■ Document extract ■
╔══

Where have all the caring doctors gone?
Gone to early retirement, every one.
When our younger daughter was suffering from leukemia, our caring GP visited her at home. I was a young veterinary assistant at the time and I needed our one car for work. My wife had no other means of transport so it was natural, in those days, for the doctor to visit the patient at homeif they could not get to the surgery.
Her partners in the practice would also visit their patients in the hospital as backup care to the hospital staff. They worked a 5½ day week and shared the out-of-hours work between themselves. They would take you to the local hospital in their own cars if necessary. Consultations were not limited to ten minutes and you could mention more than one condition.
Proper diagnosis takes time
We moved to another part of the country to continue my career and found another caring medical practice. The senior partner and his family would take Christmas dinner with the residents of the local Cheshire home, where it was a tradition that he carved the turkey.
Those doctors had a vocation to their profession.
You will have guessed by now that this was before GP practices relied on computers. The doctor looked you in the eye instead of the computer screen. They tapped. palpated, and spent time listening to their stethoscopes, and examined you on the bed if necessary. You were given their time and their understanding.

╚══

■ Required actions ■
1. Answer these questions using the piece about caring doctors:
(a) How many days a week did the partners in the first practice work?
(b) Why did the GP visit the younger daughter at home rather than at the surgery?
(c) What did the senior partner of the second practice traditionally do at the Christmas dinner with the residents of the local Cheshire home?
2. Continue the piece about caring doctors from its final sentence.
The stored records that come next have no connection to the piece about caring doctors.

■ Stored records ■
╔══

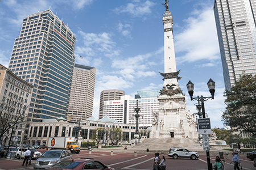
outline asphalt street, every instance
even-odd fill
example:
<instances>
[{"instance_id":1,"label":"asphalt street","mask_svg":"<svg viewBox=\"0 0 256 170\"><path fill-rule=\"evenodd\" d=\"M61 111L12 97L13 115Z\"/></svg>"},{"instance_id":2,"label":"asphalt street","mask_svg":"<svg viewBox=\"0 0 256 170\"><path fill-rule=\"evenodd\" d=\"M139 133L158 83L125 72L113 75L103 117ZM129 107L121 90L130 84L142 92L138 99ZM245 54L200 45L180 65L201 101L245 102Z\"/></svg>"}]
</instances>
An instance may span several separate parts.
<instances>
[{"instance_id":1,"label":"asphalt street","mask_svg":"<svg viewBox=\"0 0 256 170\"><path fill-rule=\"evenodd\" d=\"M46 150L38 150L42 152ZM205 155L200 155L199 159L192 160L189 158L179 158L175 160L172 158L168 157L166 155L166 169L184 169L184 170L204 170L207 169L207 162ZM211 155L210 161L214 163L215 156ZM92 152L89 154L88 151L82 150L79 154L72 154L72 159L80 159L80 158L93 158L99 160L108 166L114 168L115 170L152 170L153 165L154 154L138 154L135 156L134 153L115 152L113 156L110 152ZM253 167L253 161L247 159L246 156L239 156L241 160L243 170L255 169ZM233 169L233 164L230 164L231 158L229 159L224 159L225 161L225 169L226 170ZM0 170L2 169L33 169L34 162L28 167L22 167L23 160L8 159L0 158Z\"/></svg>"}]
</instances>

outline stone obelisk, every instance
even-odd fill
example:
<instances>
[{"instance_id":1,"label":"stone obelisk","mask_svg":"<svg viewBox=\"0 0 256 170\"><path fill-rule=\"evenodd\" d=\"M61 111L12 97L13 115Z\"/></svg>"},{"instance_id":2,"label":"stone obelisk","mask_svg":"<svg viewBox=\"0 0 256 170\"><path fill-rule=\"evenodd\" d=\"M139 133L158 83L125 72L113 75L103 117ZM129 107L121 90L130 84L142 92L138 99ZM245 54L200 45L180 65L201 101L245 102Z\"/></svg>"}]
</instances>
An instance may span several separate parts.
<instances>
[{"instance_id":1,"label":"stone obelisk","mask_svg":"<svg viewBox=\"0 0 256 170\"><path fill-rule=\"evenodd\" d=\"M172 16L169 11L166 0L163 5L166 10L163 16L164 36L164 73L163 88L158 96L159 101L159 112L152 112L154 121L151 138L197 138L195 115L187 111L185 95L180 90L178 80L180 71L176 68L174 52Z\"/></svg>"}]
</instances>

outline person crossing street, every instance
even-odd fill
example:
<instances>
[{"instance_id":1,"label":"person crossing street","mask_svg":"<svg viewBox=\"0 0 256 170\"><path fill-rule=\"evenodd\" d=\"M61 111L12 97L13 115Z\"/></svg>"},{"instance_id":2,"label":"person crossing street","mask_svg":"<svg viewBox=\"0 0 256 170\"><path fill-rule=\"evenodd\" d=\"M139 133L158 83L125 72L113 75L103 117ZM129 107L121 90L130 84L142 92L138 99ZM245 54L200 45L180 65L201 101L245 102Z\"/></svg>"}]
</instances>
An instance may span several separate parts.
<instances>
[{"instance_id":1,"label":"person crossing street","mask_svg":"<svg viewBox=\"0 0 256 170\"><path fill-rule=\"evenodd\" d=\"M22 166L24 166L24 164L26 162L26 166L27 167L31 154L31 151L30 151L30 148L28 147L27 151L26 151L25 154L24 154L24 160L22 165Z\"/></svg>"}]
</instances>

╚══
╔══

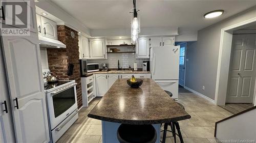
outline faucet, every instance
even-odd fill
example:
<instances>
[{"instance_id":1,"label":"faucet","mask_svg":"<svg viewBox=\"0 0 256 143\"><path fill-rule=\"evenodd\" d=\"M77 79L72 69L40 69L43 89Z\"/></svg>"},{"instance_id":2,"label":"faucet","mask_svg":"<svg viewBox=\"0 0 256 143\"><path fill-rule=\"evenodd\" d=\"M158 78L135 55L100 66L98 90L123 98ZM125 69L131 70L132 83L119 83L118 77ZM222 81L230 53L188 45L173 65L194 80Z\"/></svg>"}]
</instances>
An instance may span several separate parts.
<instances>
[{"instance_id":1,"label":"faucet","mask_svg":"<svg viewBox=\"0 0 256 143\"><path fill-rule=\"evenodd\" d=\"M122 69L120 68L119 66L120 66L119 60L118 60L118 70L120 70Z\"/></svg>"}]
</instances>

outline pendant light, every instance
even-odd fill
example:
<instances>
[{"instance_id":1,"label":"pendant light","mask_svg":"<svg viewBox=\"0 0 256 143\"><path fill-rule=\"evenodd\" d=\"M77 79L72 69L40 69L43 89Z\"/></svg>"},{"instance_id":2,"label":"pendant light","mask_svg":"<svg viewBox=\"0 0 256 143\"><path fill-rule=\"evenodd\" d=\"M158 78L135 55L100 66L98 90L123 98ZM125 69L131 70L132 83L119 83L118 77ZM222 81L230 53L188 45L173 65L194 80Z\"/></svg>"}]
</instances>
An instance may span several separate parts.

╚══
╔══

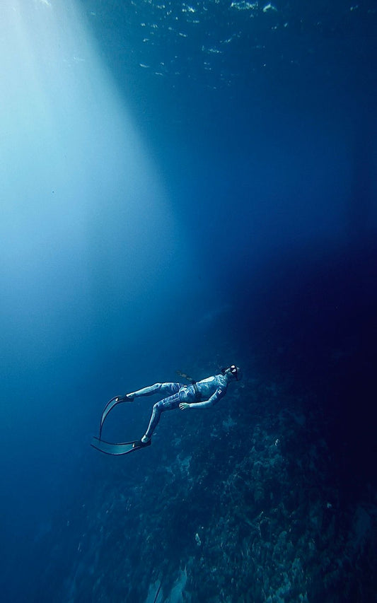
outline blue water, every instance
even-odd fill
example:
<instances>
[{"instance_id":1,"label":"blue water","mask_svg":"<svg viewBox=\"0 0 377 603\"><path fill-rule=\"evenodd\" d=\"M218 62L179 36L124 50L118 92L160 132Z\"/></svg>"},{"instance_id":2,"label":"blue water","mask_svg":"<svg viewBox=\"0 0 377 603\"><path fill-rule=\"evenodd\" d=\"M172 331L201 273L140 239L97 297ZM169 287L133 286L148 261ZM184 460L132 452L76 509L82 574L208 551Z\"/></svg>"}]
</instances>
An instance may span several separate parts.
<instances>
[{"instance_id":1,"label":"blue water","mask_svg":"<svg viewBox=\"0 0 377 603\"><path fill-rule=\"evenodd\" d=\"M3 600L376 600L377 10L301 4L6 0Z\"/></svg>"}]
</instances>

╚══

■ Task-by-task results ■
1.
(a) They worked a 5½ day week.
(b) The narrator needed the family's one car for work, and the narrator's wife had no other means of transport.
(c) He carved the turkey.

2.
Then came 1966.
The Prime Minister, Harold Wilson, had announced the government was to increase doctors’ and dentists’ salaries by up to 30%, following recommendations made by a pay review body.
Threats from thousands of family doctors to leave the Health Service for private practice prompted the Cabinet decision.
They may have stayed with the NHS but only to become available for patients on three or four days a week — and rely upon external doctors who do not know you to cover night and weekend calls.
The bonus system of 2004
We know the inevitable acronym of this scheme as QOF, or Quality and Outcomes Framework. GPs are now paid bonuses–worth up to a third of their pay — for hitting various performance targets. These include diagnosing type 2 diabetes, high blood pressure, altered liver and kidney functions, and heart disease. The bonus system means that the more clinical conditions you suffer, the more valuable you are to your doctor.
Recent research suggests that these bonuses have little real impact on the outcome of these conditions. As expected, the British Medical Association disputes these findings because it is too early to judge the merits of the system.
What is the state of the profession today?
Around 90% of people employed by NHS trusts and clinical commissioning groups are working in non-medical roles. (UK Government report on the NHS workforce in 2021)
Generating such initiatives as the QOF and their acronyms is the work of many of this 90% non-medical staff of the NHS.
When I felt capable of setting up my veterinary practice, I worked 24/7 for two years, except for Wednesday afternoon and evenings, when I employed a locum.
The practice grew to employ 5 vets and 6 nurses. with all of us sharing an equal rota of duties. This rota gave everyone one full weekend on duty; a second weekend on support duty; we enjoyed a short weekend off duty from Saturday midday until Monday morning on the third weekend. Our families lived for the fourth weekend, which started at lunchtime on Fridays and lasted until 8.00 am on the following Monday.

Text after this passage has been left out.